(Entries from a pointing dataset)
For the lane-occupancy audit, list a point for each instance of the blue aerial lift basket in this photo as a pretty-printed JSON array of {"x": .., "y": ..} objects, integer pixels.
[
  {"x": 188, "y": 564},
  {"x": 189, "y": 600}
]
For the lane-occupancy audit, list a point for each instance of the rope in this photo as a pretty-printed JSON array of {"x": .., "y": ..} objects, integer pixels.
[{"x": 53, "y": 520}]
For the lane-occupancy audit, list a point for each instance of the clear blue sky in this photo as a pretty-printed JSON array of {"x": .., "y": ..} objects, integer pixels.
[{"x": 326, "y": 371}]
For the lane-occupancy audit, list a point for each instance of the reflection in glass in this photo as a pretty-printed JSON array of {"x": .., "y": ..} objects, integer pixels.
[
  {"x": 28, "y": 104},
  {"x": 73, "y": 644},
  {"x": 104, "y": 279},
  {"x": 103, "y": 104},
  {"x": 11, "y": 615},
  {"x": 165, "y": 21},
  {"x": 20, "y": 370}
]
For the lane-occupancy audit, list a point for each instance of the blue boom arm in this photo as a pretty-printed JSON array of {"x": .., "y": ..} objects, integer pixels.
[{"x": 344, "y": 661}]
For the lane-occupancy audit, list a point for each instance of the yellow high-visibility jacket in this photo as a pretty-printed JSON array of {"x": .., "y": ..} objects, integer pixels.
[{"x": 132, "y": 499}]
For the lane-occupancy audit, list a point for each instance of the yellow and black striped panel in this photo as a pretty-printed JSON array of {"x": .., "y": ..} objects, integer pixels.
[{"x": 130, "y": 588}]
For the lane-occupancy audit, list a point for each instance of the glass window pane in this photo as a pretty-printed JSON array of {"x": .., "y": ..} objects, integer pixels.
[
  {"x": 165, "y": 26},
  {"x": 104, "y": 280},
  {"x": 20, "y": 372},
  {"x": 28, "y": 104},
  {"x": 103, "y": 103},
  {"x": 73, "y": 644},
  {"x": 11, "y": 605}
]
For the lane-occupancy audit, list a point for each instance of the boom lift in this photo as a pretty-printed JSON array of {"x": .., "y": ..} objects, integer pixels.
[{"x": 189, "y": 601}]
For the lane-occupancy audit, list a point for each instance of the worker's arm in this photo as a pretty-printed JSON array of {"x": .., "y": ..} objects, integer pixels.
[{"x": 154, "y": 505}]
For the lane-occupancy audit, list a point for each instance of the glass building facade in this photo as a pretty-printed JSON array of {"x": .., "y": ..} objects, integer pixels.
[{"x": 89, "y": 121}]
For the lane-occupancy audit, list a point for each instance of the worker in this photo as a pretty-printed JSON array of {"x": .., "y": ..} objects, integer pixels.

GOAL: Rewrite the entries from the line with "the yellow high-visibility" through the end of the entries, changing "lane-occupancy audit" to "street-closure survey" and leaving everything else as it is.

TASK RESULT:
For the street-closure survey, list a point for each instance of the yellow high-visibility jacket in this photo as a pretty-printed JSON array of {"x": .., "y": ..} objects, integer pixels.
[{"x": 132, "y": 499}]
For the street-closure survey, list a point for each instance of the yellow and black striped panel in this photo as a pretty-printed JSON array of {"x": .., "y": ..} objects, integer pixels.
[{"x": 130, "y": 588}]
For the street-closure survey, list a point for each instance of the glass window pane in this photo as a pretty-printed JSON array of {"x": .., "y": ..} objects, integer pixels.
[
  {"x": 165, "y": 26},
  {"x": 104, "y": 280},
  {"x": 20, "y": 372},
  {"x": 28, "y": 104},
  {"x": 103, "y": 103},
  {"x": 73, "y": 644},
  {"x": 11, "y": 605}
]
For the street-closure survey, list a point for each instance of the boom lift in this photo as a pretty-printed JSON array of {"x": .., "y": ..} objects, integer pixels.
[{"x": 189, "y": 601}]
For the street-closure survey, list a point for each instance of the worker's arm in this photo as a pretty-printed JSON array of {"x": .., "y": ..} objects, integer pixels.
[{"x": 154, "y": 505}]
For the street-closure survey, list a point for each instance of the glass building facade in this photo as a pretty-printed JSON array of {"x": .., "y": ..} objects, integer pixels.
[{"x": 89, "y": 121}]
For the street-closure survey, list a point for each instance of the worker in this photo as a pretty-printed JSON array of {"x": .., "y": ..} objects, integer pixels.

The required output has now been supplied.